_LISTED ENTRIES:_
------------------------

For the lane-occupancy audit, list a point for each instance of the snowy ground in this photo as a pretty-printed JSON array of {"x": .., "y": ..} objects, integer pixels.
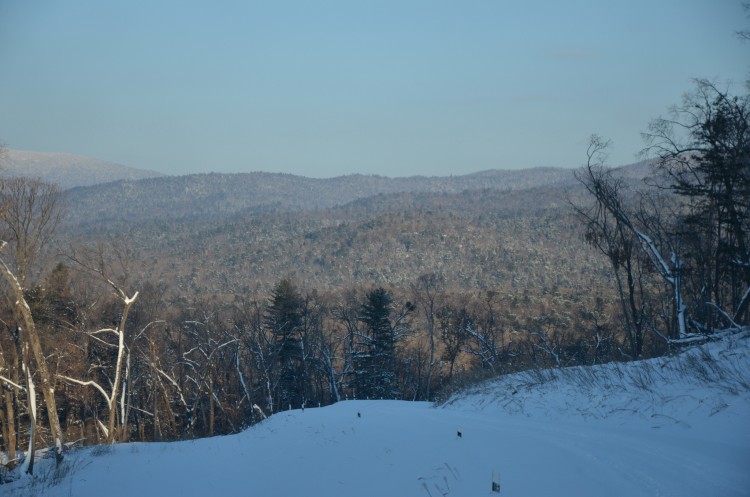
[{"x": 669, "y": 427}]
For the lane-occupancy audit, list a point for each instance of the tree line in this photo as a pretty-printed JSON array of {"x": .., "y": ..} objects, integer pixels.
[{"x": 90, "y": 354}]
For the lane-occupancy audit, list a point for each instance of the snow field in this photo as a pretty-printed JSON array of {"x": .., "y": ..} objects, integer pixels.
[{"x": 636, "y": 429}]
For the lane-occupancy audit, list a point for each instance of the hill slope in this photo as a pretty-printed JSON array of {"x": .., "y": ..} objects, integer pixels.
[
  {"x": 67, "y": 170},
  {"x": 668, "y": 427}
]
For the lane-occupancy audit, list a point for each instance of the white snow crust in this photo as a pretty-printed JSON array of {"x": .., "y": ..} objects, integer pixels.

------------------------

_EXERCISE OBJECTIVE:_ Convert the listing above into a Markdown table with the columns Row and Line, giving each line its number and skipping blank lines. Leave the pictures out of the table.

_TASK SOLUTION:_
| Row | Line |
|---|---|
| 1 | For the lane-occupancy audit, list a point for each instance of the snowy ground in this photo as a pretty-printed JSON array of {"x": .., "y": ..} objects, integer pixels. |
| 2 | [{"x": 669, "y": 427}] |
| 3 | For the lane-occupancy audit, list a point for each instance of the tree line in this photo as a pretty-printed JSON array of {"x": .., "y": ..} objects, integer pixels. |
| 4 | [{"x": 90, "y": 354}] |
| 5 | For the lane-occupancy audit, list a point for each instance of the snow field in this photo as a pretty-printed JSON array of {"x": .., "y": ..} objects, integer pixels. |
| 6 | [{"x": 636, "y": 429}] |
| 7 | For the lane-occupancy audit, list a point for each instance of the hill slope in this photo as a pretty-printed JSON array of {"x": .., "y": ..} objects, integer pixels. |
| 8 | [ |
| 9 |   {"x": 67, "y": 170}, |
| 10 |   {"x": 668, "y": 427} |
| 11 | ] |
| 12 | For the lane-occupancy audit, list a point for each instance of the white snow crust in this photo as a pretty-printed JSON array of {"x": .., "y": ..} objects, integer pixels. |